**WHAT IS EXPECTED**
Exactly as written, reproduce all of the entries.

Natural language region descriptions
****
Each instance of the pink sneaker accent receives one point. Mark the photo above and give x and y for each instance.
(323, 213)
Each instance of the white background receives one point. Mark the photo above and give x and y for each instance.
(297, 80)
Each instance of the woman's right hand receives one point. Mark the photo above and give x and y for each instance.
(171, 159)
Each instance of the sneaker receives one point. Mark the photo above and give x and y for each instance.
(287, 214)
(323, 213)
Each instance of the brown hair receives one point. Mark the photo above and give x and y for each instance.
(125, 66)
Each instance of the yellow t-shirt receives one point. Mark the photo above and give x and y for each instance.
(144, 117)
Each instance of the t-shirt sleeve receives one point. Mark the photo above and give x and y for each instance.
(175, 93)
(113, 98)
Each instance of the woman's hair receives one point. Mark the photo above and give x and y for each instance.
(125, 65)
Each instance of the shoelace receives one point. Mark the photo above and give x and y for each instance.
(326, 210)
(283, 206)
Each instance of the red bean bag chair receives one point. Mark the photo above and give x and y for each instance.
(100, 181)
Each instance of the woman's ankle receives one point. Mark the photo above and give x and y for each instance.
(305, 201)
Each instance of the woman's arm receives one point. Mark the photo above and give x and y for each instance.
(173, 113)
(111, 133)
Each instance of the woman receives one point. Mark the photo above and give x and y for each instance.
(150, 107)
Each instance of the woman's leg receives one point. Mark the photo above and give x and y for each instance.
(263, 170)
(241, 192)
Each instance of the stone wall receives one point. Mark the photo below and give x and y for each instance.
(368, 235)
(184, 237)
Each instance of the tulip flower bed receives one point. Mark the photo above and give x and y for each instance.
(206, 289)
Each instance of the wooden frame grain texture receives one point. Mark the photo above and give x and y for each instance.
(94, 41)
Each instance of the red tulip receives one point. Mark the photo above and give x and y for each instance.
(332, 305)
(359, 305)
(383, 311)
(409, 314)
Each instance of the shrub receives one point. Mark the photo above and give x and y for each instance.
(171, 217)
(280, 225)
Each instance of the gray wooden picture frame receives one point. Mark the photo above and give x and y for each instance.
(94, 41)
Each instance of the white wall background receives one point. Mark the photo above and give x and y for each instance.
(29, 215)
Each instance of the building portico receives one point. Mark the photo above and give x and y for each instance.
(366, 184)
****
**OUTPUT FOR THIS TASK**
Each instance of the pink sneaker accent receives one point. Mark the photo above and give x and y for each instance.
(323, 213)
Each instance of the white background receives one point. Mark the photo above and give x and y for each instance.
(297, 80)
Each instance of the woman's right hand receives one point. Mark the photo above and give x and y for each instance.
(171, 159)
Each instance of the sneaker receives one point. Mark the photo above and give x and y for each instance.
(287, 214)
(323, 213)
Each instance of the brown hair receives one point. Mark the photo above and give x and y for each instance.
(125, 66)
Each instance of the yellow t-shirt receives one point. Mark the photo above and give x and y for each instance.
(144, 117)
Each instance of the t-shirt sleeve receives one point. Mark the photo above and give x and y for each instance.
(175, 93)
(113, 98)
Each instance of the woman's hair receives one point. Mark the photo above and give x and y for each instance.
(125, 65)
Each instance of the shoelace receives one point. Mark the photo above and give x and y for each instance.
(326, 210)
(283, 206)
Each instance of the red bean bag chair receives one point. Mark the photo above and give x and y for each instance.
(100, 181)
Each instance of the woman's ankle receives one point. Mark the photo above and give x and y for each instance.
(305, 201)
Each instance of the woman's arm receives one point. Mark the photo above and give x and y for each instance.
(173, 113)
(111, 133)
Each instance of the woman receives one point. Mark the photo above and give x and y for each instance.
(150, 107)
Each instance of the woman's leg receives one point. Mark the photo above and give x and y for each instance.
(263, 170)
(241, 192)
Each instance of the stone wall receives one point. Mark the photo below and give x and y for each instance.
(368, 235)
(184, 237)
Each instance of the tulip flower bed receives one point. Mark the photo above and give x and y for each instance.
(206, 289)
Each instance of the wooden frame grain texture receives one point. Mark the photo above and give x and y for each instance.
(94, 41)
Each instance of the red tulip receives one point. Mark the photo above and give x and y for each instance.
(332, 305)
(359, 305)
(383, 311)
(409, 314)
Each instance of the shrub receives one point. Mark the photo above and give x and y for each instance.
(171, 217)
(280, 225)
Each instance of the gray wooden picture frame receives one point. Mark the photo above and give x and y for each instance.
(94, 41)
Each instance of the white wall background receives one point. Mark the photo above and give x and y for each instance.
(29, 215)
Each instance of the building portico receives one point. Mark the photo above and give x and y for each instance.
(366, 184)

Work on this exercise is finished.